**Data section:**
++++
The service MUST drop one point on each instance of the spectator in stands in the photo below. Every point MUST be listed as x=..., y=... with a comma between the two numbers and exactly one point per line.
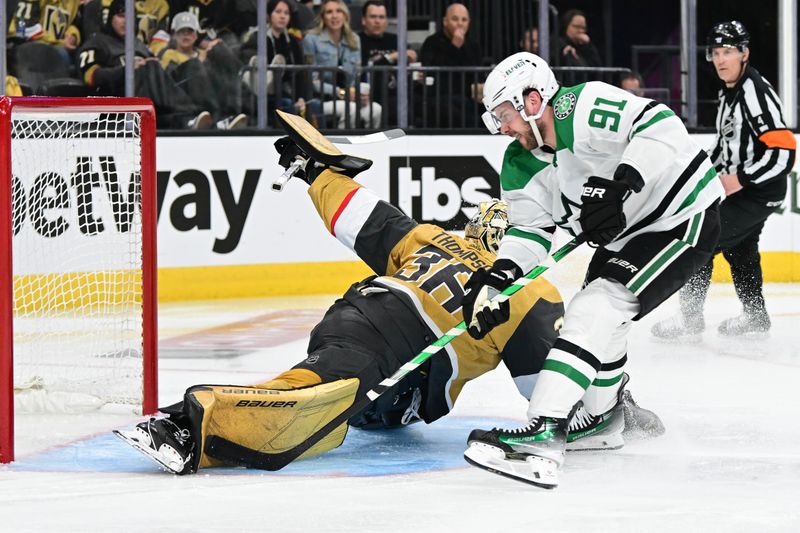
x=210, y=77
x=632, y=82
x=379, y=47
x=51, y=22
x=451, y=47
x=152, y=21
x=101, y=61
x=331, y=43
x=530, y=41
x=288, y=91
x=12, y=86
x=217, y=19
x=451, y=102
x=24, y=21
x=575, y=48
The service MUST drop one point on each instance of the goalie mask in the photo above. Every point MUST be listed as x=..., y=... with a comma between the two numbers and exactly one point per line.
x=486, y=229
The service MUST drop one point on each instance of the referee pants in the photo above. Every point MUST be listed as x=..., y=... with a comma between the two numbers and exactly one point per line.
x=742, y=219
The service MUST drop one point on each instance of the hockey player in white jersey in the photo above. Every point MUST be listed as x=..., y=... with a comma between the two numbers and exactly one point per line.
x=620, y=171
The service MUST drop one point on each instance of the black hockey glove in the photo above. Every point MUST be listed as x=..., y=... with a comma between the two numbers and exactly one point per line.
x=602, y=218
x=480, y=315
x=289, y=151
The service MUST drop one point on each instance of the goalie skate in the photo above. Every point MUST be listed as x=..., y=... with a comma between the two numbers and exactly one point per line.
x=162, y=441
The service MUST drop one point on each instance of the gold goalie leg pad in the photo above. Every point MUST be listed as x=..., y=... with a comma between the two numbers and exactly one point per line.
x=267, y=420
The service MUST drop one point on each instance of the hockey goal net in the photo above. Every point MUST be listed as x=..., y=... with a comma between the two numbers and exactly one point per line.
x=77, y=273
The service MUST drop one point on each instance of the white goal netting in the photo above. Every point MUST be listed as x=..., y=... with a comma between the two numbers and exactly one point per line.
x=77, y=260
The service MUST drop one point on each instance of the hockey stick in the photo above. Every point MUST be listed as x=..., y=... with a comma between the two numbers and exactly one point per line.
x=228, y=451
x=380, y=136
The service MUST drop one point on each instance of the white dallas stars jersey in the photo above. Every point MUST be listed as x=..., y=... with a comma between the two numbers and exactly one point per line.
x=598, y=127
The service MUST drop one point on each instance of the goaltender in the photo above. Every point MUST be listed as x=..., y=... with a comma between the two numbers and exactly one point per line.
x=378, y=325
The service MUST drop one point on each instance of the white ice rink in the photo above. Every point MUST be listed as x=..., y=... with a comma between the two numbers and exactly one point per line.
x=729, y=462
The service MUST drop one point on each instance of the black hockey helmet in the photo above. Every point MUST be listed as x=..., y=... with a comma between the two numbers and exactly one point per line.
x=731, y=34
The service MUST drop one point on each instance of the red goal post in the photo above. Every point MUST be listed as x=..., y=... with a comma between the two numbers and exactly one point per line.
x=78, y=268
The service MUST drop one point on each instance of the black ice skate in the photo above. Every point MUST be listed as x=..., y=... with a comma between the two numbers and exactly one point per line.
x=596, y=432
x=750, y=325
x=164, y=442
x=680, y=328
x=310, y=152
x=532, y=454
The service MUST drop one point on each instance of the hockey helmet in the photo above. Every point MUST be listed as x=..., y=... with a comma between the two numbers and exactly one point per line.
x=510, y=79
x=731, y=34
x=486, y=228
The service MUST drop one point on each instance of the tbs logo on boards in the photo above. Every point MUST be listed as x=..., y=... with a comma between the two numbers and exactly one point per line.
x=441, y=190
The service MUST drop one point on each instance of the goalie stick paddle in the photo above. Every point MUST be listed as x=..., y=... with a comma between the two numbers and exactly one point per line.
x=228, y=451
x=380, y=136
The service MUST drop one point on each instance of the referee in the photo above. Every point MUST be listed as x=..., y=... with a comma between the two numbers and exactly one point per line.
x=753, y=154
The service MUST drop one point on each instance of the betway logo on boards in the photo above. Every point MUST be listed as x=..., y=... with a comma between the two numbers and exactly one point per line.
x=49, y=201
x=95, y=197
x=441, y=190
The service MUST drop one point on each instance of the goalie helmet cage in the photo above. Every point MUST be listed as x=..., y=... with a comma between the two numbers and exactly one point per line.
x=77, y=179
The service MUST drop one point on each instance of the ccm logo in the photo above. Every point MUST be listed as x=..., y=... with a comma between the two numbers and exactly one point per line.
x=624, y=264
x=593, y=192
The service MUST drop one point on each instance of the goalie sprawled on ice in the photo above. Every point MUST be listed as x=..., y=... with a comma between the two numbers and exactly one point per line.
x=378, y=325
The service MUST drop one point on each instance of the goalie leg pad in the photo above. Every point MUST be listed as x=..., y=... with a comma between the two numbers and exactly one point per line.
x=236, y=424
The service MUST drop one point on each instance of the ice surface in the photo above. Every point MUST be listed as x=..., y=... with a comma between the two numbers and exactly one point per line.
x=729, y=462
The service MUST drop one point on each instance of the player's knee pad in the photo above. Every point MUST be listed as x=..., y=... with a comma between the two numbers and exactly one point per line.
x=596, y=313
x=264, y=420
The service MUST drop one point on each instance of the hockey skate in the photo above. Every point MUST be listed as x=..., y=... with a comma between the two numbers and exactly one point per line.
x=164, y=442
x=680, y=328
x=532, y=454
x=307, y=152
x=748, y=325
x=596, y=432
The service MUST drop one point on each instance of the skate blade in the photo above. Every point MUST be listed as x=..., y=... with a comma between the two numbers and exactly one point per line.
x=147, y=451
x=537, y=471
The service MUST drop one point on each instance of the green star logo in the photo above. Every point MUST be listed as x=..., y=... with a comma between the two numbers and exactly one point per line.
x=564, y=106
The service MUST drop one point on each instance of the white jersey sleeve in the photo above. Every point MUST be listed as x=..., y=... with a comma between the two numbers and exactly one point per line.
x=525, y=182
x=600, y=127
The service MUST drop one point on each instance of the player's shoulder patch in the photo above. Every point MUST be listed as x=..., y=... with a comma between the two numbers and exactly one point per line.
x=519, y=166
x=565, y=105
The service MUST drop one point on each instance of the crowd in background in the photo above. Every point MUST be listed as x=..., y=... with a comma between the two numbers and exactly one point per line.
x=196, y=59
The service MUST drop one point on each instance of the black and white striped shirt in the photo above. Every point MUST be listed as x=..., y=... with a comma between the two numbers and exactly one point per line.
x=752, y=139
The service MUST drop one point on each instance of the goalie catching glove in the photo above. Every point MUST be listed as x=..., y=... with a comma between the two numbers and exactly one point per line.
x=481, y=314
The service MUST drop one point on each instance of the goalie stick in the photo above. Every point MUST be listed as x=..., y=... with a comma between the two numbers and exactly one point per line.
x=280, y=181
x=228, y=451
x=380, y=136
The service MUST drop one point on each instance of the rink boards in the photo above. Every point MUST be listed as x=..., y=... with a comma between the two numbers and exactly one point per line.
x=224, y=233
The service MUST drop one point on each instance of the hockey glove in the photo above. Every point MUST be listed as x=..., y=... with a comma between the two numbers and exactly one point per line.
x=481, y=315
x=602, y=217
x=289, y=151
++++
Rewrite the material from the line with "the goalie mask" to the line with "x=742, y=219", both included, keeping every request line. Multiply each point coordinate in the answers by 2 and round to whole numbers, with halves rounding up.

The service MUST drop one point on each instance of the goalie mask in the photo above. Every point MUST be listed as x=..., y=... with a comma between the two numbers and exactly one point per line.
x=972, y=458
The service MUST drop one point on each instance of the referee pants in the photo above. Every point MUST be listed as x=..., y=... with a comma between the two numbers and exactly one point per line.
x=1484, y=438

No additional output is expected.